(Records excerpted from a collection)
----------------------------------------
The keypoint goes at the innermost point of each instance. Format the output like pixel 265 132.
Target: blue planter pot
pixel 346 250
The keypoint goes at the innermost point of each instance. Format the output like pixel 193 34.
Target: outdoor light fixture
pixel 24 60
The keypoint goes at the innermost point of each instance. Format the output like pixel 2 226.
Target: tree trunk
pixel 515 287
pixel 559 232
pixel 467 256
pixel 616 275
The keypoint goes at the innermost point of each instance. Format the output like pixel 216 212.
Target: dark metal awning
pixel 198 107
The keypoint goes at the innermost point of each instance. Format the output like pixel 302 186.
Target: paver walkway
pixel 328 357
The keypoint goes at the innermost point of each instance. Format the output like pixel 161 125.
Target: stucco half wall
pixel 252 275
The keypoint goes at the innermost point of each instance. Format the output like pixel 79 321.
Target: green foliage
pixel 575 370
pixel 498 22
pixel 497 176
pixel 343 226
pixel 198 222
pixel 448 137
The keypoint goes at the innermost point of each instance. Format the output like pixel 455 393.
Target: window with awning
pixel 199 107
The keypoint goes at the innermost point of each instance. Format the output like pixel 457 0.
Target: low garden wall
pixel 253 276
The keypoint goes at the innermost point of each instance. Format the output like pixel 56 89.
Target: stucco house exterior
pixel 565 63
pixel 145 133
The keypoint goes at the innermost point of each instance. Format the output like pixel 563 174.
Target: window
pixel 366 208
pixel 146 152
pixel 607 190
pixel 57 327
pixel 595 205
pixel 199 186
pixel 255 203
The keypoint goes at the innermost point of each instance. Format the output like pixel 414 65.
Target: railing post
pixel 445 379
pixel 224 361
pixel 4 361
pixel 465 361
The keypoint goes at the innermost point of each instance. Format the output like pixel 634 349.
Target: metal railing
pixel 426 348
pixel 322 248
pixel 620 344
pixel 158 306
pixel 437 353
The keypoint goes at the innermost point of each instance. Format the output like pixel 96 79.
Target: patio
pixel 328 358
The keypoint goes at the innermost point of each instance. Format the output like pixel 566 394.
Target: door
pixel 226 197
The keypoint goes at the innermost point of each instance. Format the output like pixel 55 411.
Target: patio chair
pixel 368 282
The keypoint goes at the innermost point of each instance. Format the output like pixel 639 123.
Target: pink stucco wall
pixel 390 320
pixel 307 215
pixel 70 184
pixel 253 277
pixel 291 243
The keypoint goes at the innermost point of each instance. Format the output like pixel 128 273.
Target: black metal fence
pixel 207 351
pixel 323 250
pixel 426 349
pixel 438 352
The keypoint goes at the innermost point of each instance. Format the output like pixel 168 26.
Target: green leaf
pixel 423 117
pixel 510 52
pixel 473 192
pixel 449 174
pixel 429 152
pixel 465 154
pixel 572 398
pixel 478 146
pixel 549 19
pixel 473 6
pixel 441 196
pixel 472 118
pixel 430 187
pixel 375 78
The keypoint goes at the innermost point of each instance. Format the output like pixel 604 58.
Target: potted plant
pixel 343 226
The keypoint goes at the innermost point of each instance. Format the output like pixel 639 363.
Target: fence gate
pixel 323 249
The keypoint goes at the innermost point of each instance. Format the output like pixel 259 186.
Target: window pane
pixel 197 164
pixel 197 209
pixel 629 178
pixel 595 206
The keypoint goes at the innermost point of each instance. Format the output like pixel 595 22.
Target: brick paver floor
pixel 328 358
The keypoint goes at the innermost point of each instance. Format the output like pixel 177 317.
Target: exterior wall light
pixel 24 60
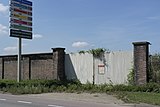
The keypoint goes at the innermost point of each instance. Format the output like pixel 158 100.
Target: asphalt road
pixel 7 100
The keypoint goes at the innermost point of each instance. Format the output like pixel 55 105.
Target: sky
pixel 85 24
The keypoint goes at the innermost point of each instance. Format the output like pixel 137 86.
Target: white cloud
pixel 37 36
pixel 3 9
pixel 79 44
pixel 10 49
pixel 154 18
pixel 3 29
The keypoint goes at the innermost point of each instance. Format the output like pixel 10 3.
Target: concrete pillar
pixel 1 68
pixel 141 55
pixel 58 63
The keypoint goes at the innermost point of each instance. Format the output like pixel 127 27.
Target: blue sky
pixel 86 24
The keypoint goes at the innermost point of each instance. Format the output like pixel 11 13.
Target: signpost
pixel 20 25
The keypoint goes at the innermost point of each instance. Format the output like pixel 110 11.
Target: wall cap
pixel 141 43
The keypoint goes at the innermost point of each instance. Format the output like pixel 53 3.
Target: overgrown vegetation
pixel 154 68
----------------------------------------
Task to carry out: Repeat the data exactly, dropping every picture it holds.

Written response:
The keypoint goes at the innermost point of each instance. Format the output like pixel 265 132.
Target: blue planter pot
pixel 346 250
The keypoint goes at the innermost point of each instance. Format the output like pixel 193 34.
Target: outdoor light fixture
pixel 24 60
The keypoint goes at the innermost point of each instance. Format the output like pixel 2 226.
Target: tree trunk
pixel 515 287
pixel 559 232
pixel 467 256
pixel 616 275
The keypoint goes at the innermost point of each instance. Format the output like pixel 216 212.
Target: dark metal awning
pixel 198 107
The keypoint goes at the innermost point of each instance. Format the output like pixel 302 186.
Target: paver walkway
pixel 328 357
The keypoint goes at the innermost point of each instance. Format the output like pixel 161 125.
Target: stucco half wall
pixel 252 275
The keypoint goes at the innermost point of each instance. Format the output like pixel 79 321.
Target: green foliage
pixel 575 370
pixel 498 22
pixel 497 176
pixel 343 226
pixel 198 222
pixel 448 137
The keypoint goes at the innermost point of each instance. Format the output like pixel 455 393.
Target: window with awning
pixel 199 107
The keypoint goes at the innermost point of each instance. Format the output like pixel 457 0.
Target: low garden wall
pixel 253 276
The keypoint goes at the innermost point of each instance. Format the output like pixel 56 89.
Target: stucco house exterior
pixel 565 63
pixel 145 133
The keypoint goes at the innermost point of each instance. Format the output like pixel 563 174.
Target: window
pixel 366 208
pixel 146 152
pixel 607 190
pixel 57 327
pixel 595 205
pixel 199 186
pixel 255 203
The keypoint goes at the innermost point of each instance. Format the output like pixel 414 65.
Target: railing post
pixel 445 379
pixel 224 361
pixel 4 361
pixel 465 361
The keypoint goes at the innermost point of each instance. Format the output like pixel 634 349.
Target: metal railing
pixel 426 348
pixel 322 248
pixel 620 344
pixel 158 306
pixel 437 353
The keypoint goes at the innermost point of each instance. Format the output like pixel 96 79.
Target: patio
pixel 328 358
The keypoint goes at the innermost point of each instance. Format the output like pixel 566 394.
Target: door
pixel 226 197
The keypoint goes at the innermost point of each instance. Format the output like pixel 55 411.
Target: patio chair
pixel 368 282
The keypoint goes at the innermost point of each instance. Format the output like pixel 639 123.
Target: pink stucco wall
pixel 390 320
pixel 307 215
pixel 70 184
pixel 253 277
pixel 291 243
The keypoint goes at the innermost point of each instance. Format the output like pixel 128 273.
Target: black metal fence
pixel 207 351
pixel 323 250
pixel 426 349
pixel 438 352
The keypoint goes at the innermost point of each instance. Format the output like pixel 168 26.
Target: green leaf
pixel 423 117
pixel 510 52
pixel 473 192
pixel 449 174
pixel 429 152
pixel 465 154
pixel 572 398
pixel 478 146
pixel 549 19
pixel 473 6
pixel 441 196
pixel 472 118
pixel 430 187
pixel 375 78
The keypoint goes at the innermost point of each instance. Format the output like pixel 604 58.
Target: potted plant
pixel 343 226
The keypoint goes at the innermost point of each instance. Format the output like pixel 639 363.
Target: fence gate
pixel 323 249
The keypoint goes at the innermost point of each instance. Format the output like pixel 259 186.
Target: window pane
pixel 197 164
pixel 197 209
pixel 629 178
pixel 595 206
The keypoint goes at the innermost point of each instance. Format the output like pixel 595 22.
Target: brick paver floor
pixel 328 358
The keypoint goes at the innermost point of each instance. Format the output like pixel 177 317.
Target: exterior wall light
pixel 24 60
The keypoint goes at the innermost point of each instance. Format the output like pixel 158 100.
Target: asphalt road
pixel 7 100
The keypoint goes at the innermost point of each instance. Format the output like pixel 55 105.
Target: sky
pixel 85 24
The keypoint goes at the innermost point of each instance. Format the output like pixel 137 86.
Target: white cloud
pixel 37 36
pixel 3 9
pixel 79 44
pixel 10 49
pixel 154 18
pixel 3 29
The keypoint goes at the innermost point of each instance. Format the output like pixel 10 3.
Target: concrete pillar
pixel 1 68
pixel 141 55
pixel 58 63
The keypoint goes at the innermost point of each instance. Format the output like pixel 127 27.
Target: blue sky
pixel 86 24
The keypoint goes at the innermost point of each instance. Format the output like pixel 11 13.
Target: signpost
pixel 20 25
The keypoint goes at the innermost point of each instance. Format the output like pixel 110 11.
Target: wall cap
pixel 141 43
The keypoint goes at the innermost point of each instance. Format the output like pixel 53 3.
Target: overgrown vegetation
pixel 154 68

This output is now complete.